##### Records to use

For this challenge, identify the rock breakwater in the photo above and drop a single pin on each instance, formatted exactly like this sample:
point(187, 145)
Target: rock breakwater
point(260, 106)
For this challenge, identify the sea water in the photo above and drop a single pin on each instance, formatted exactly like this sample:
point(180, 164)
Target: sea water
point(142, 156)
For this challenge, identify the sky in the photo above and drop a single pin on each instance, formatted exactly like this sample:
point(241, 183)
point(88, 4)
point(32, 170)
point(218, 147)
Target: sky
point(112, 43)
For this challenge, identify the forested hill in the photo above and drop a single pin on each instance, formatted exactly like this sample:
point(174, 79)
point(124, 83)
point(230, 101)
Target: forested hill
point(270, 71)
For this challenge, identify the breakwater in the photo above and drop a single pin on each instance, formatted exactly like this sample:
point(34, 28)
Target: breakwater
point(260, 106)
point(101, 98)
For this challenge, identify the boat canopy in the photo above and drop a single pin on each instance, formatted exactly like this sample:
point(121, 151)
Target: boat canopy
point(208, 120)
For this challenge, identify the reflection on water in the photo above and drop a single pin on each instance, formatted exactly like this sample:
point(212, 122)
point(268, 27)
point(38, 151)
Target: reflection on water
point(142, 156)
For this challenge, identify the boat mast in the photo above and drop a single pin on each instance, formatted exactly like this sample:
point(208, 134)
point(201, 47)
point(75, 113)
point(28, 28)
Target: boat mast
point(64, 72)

##########

Retype, exactly as written, each line from the one containing "Target: sky" through the last line of the listing above, and leave out all other lines.

Target: sky
point(112, 43)
For this challenge, identify the forested hill in the photo above and drop a single pin on each instance, formatted exactly like this sample:
point(174, 79)
point(124, 83)
point(230, 101)
Target: forested hill
point(270, 71)
For this challenge, identify the breakwater in the photo above and drop a single pin on each instance, formatted exactly like this sample:
point(34, 28)
Target: breakwater
point(260, 106)
point(101, 98)
For this challenge, identify the boat canopy in the photo above and drop a single pin on each instance, formatted exactly like this sample:
point(121, 151)
Target: boat canopy
point(208, 120)
For this challenge, identify the reflection on water in the photo above and drop a single pin on each instance, formatted exactly like this sample:
point(212, 122)
point(268, 27)
point(38, 151)
Target: reflection on water
point(142, 156)
For this challenge, identify the boat mast in the photo above and drop a single pin on each instance, formatted exactly like this sample:
point(208, 134)
point(201, 47)
point(75, 113)
point(28, 28)
Target: boat mast
point(64, 72)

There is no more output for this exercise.